[DATA TO USE Boundary: Start]

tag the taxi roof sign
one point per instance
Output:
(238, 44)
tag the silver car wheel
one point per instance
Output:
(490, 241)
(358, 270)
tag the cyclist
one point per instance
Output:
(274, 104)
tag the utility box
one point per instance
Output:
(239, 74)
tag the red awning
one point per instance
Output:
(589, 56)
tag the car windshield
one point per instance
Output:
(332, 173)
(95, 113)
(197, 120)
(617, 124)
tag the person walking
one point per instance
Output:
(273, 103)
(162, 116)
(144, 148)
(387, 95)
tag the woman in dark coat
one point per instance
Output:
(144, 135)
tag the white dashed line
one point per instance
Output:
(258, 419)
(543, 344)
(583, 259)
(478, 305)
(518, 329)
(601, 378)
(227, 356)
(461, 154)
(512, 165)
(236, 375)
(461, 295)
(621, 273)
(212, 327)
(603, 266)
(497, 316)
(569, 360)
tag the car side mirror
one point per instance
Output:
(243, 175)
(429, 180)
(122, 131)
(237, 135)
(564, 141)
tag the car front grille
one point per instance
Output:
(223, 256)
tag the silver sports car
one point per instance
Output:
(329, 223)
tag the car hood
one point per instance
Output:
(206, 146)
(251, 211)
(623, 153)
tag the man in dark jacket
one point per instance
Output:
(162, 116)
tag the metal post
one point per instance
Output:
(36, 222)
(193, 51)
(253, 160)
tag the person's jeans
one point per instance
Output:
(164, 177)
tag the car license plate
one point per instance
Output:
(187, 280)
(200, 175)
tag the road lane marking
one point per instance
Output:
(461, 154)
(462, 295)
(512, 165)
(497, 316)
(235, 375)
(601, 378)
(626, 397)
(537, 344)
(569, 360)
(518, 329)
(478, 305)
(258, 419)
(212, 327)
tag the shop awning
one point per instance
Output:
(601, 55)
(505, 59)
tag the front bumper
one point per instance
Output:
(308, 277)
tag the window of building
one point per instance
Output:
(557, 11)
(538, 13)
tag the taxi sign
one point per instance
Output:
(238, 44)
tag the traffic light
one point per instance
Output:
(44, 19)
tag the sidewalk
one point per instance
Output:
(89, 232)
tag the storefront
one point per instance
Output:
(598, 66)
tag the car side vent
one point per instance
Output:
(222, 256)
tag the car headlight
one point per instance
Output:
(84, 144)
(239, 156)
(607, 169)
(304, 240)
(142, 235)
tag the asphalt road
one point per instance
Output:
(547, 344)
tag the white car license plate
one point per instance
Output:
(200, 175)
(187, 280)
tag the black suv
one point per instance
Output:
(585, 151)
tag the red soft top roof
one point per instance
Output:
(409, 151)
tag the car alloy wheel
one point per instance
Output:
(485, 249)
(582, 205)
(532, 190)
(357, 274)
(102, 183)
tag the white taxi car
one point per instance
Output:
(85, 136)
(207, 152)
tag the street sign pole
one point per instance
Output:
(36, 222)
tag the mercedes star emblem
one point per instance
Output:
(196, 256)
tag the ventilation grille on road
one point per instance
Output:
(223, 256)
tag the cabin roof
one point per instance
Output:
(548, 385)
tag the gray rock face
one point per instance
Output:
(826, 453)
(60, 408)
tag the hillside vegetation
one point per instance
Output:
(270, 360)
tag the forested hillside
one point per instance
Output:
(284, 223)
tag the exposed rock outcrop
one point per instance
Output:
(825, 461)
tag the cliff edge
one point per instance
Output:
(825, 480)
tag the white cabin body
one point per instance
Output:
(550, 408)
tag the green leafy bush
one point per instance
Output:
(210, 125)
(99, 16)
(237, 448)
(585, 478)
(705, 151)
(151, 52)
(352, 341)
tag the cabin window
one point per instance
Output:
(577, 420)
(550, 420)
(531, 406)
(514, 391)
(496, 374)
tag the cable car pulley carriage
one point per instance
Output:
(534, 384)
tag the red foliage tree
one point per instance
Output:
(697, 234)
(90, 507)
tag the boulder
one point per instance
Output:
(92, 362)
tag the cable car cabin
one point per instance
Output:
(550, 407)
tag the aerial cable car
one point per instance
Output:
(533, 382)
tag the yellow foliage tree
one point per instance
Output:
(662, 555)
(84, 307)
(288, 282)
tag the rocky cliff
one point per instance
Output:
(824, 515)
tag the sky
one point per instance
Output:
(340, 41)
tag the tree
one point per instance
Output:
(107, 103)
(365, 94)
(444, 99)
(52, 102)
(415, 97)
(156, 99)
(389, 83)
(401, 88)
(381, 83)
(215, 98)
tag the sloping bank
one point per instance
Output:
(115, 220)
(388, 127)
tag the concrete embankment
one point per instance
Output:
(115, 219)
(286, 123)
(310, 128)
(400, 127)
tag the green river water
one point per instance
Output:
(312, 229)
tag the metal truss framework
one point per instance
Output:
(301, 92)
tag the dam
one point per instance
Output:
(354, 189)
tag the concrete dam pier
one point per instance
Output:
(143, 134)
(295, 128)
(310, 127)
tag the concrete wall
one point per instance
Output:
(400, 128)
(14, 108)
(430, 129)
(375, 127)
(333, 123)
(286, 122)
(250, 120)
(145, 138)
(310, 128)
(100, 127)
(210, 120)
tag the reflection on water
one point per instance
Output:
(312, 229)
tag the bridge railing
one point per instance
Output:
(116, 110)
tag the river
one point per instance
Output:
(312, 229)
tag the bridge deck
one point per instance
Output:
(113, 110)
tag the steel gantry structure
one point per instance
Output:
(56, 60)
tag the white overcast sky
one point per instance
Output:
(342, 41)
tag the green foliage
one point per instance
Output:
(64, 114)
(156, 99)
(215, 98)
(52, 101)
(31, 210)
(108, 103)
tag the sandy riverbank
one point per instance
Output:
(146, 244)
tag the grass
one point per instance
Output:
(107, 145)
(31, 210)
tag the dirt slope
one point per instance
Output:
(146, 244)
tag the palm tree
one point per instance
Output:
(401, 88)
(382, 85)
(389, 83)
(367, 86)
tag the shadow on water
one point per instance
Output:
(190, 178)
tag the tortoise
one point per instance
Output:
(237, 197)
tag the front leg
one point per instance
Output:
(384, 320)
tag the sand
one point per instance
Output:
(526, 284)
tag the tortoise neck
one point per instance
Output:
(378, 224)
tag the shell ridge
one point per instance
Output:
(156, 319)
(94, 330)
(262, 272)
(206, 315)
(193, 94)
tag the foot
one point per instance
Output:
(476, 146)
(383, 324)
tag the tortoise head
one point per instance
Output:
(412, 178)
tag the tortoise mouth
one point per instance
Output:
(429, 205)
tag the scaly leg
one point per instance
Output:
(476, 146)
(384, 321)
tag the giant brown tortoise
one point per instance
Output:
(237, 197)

[DATA TO USE Boundary: End]

## EXERCISE OBJECTIVE
A precise copy of all the records is needed.

## THE COMPLETED TASK
tag the taxi roof sign
one point per instance
Output:
(238, 44)
tag the silver car wheel
one point per instance
Output:
(490, 241)
(358, 270)
tag the cyclist
one point per instance
Output:
(274, 104)
tag the utility box
one point per instance
Output:
(239, 74)
tag the red awning
one point per instance
Output:
(589, 56)
tag the car windshield
one point per instance
Output:
(332, 173)
(95, 113)
(197, 120)
(617, 124)
tag the person walking
one point per instance
Output:
(273, 103)
(162, 116)
(144, 148)
(387, 95)
tag the woman in dark coat
one point per instance
Output:
(144, 135)
tag the white dashed line
one point per instance
Output:
(258, 419)
(543, 344)
(583, 259)
(478, 305)
(518, 329)
(601, 378)
(227, 356)
(461, 154)
(512, 165)
(236, 375)
(461, 295)
(621, 273)
(212, 327)
(603, 266)
(497, 316)
(569, 360)
tag the car side mirror
one point per instance
Output:
(243, 175)
(429, 180)
(122, 131)
(237, 135)
(564, 141)
tag the car front grille
one point per instance
Output:
(223, 256)
tag the silver sports car
one point per instance
Output:
(329, 223)
tag the car hood
one point per instance
Output:
(206, 146)
(251, 211)
(623, 153)
tag the man in dark jacket
one point per instance
Output:
(162, 116)
tag the metal post
one point per instance
Output:
(36, 222)
(193, 51)
(253, 160)
tag the person's jeans
one point per instance
Output:
(164, 177)
tag the car license plate
one point per instance
Output:
(187, 280)
(200, 175)
tag the road lane marking
one point per instance
Output:
(461, 154)
(462, 295)
(512, 165)
(497, 316)
(235, 375)
(601, 378)
(626, 397)
(537, 344)
(569, 360)
(518, 329)
(478, 305)
(258, 419)
(212, 327)
tag the shop awning
one point per instance
Output:
(601, 55)
(505, 59)
tag the front bumper
one point per instance
Output:
(308, 277)
tag the window of building
one point per instance
Output:
(557, 11)
(538, 13)
tag the taxi sign
one point per instance
Output:
(238, 44)
tag the traffic light
one point per instance
Output:
(44, 19)
tag the sidewalk
one point per instance
Output:
(89, 232)
tag the storefront
one point per instance
Output:
(598, 66)
tag the car side vent
one point per instance
Output:
(222, 256)
tag the car headlight
one point per instance
Output:
(84, 144)
(239, 156)
(607, 169)
(304, 240)
(142, 235)
tag the asphalt road
one point per instance
Output:
(547, 344)
tag the white car license plate
one point per instance
Output:
(200, 175)
(187, 280)
tag the black suv
one point per instance
Output:
(585, 151)
tag the red soft top roof
one point per instance
Output:
(409, 151)
tag the car alloy wheel
one point per instance
Output:
(485, 249)
(582, 205)
(532, 190)
(357, 274)
(102, 183)
tag the white taxi car
one point per instance
Output:
(85, 136)
(207, 152)
tag the street sign pole
one point per instance
Output:
(36, 222)
tag the mercedes star emblem
one point per instance
Output:
(196, 256)
tag the ventilation grille on road
one point per instance
Output:
(223, 256)
tag the cabin roof
one point per instance
Output:
(548, 385)
tag the gray rock face
one point per instance
Output:
(826, 453)
(60, 408)
tag the hillside vegetation
one point per instance
Output:
(270, 360)
tag the forested hillside
one point per instance
Output:
(284, 223)
tag the exposed rock outcrop
one point per instance
Output:
(825, 461)
tag the cliff edge
one point per instance
Output:
(825, 480)
tag the white cabin body
one point per instance
Output:
(550, 408)
tag the green leafy bush
one point per instance
Output:
(210, 125)
(99, 16)
(237, 448)
(585, 478)
(705, 151)
(151, 52)
(352, 341)
tag the cabin window
one point per instance
Output:
(577, 420)
(550, 420)
(531, 406)
(514, 391)
(496, 374)
tag the cable car pulley carriage
one point per instance
Output:
(534, 384)
tag the red foliage tree
one point per instance
Output:
(697, 234)
(90, 507)
tag the boulder
one point per instance
Output:
(92, 362)
tag the cable car cabin
one point per instance
Output:
(550, 407)
tag the aerial cable car
one point per instance
Output:
(533, 382)
tag the yellow foliage tree
one point per instance
Output:
(662, 555)
(84, 307)
(288, 282)
tag the rocky cliff
one point per instance
Output:
(824, 515)
tag the sky
one point per instance
Output:
(340, 41)
tag the tree
one point per instance
Output:
(107, 103)
(365, 94)
(444, 99)
(52, 102)
(415, 97)
(156, 99)
(389, 83)
(401, 88)
(381, 83)
(215, 98)
tag the sloping bank
one point per instance
Output:
(115, 220)
(388, 127)
tag the concrete embankment
one point per instance
Output:
(115, 219)
(286, 123)
(310, 128)
(400, 127)
tag the green river water
one point per instance
Output:
(312, 229)
tag the metal truss framework
one point per instance
Output:
(301, 92)
tag the dam
one point per instance
Output:
(354, 189)
tag the concrete dam pier
one point per instance
Output:
(143, 134)
(295, 128)
(310, 127)
tag the concrete wall
one point per instance
Output:
(400, 128)
(14, 108)
(430, 129)
(375, 127)
(333, 123)
(286, 122)
(250, 120)
(145, 138)
(310, 128)
(100, 127)
(210, 120)
tag the reflection on water
one point per instance
Output:
(312, 229)
tag the bridge railing
one point per instance
Output:
(116, 110)
tag the river
one point per instance
Output:
(312, 229)
tag the bridge deck
one point per instance
Output:
(113, 110)
tag the steel gantry structure
one point per instance
Output:
(56, 60)
tag the white overcast sky
one point per instance
Output:
(342, 41)
tag the green foliage
one point per instance
Output:
(64, 114)
(156, 99)
(215, 98)
(52, 101)
(31, 210)
(108, 103)
tag the sandy riverbank
one point per instance
Output:
(146, 244)
tag the grass
one point per instance
Output:
(107, 145)
(31, 210)
tag the dirt slope
one point per instance
Output:
(146, 244)
tag the palm tree
one point per instance
Output:
(401, 88)
(382, 85)
(389, 83)
(367, 86)
tag the shadow on water
one point per instance
Output:
(190, 178)
tag the tortoise
one point per instance
Output:
(237, 197)
tag the front leg
one point per instance
Output:
(384, 320)
tag the sand
one point per instance
Output:
(526, 284)
tag the tortoise neck
one point per instance
Output:
(378, 224)
tag the shell ridge
one point per instance
Output:
(156, 319)
(94, 330)
(262, 272)
(206, 315)
(193, 94)
tag the foot
one point per instance
Output:
(476, 146)
(383, 324)
tag the tortoise head
one point per instance
Output:
(412, 178)
tag the tortoise mouth
one point per instance
Output:
(429, 205)
tag the scaly leg
one point per instance
Output:
(476, 146)
(384, 321)
tag the giant brown tortoise
one point per instance
Output:
(237, 197)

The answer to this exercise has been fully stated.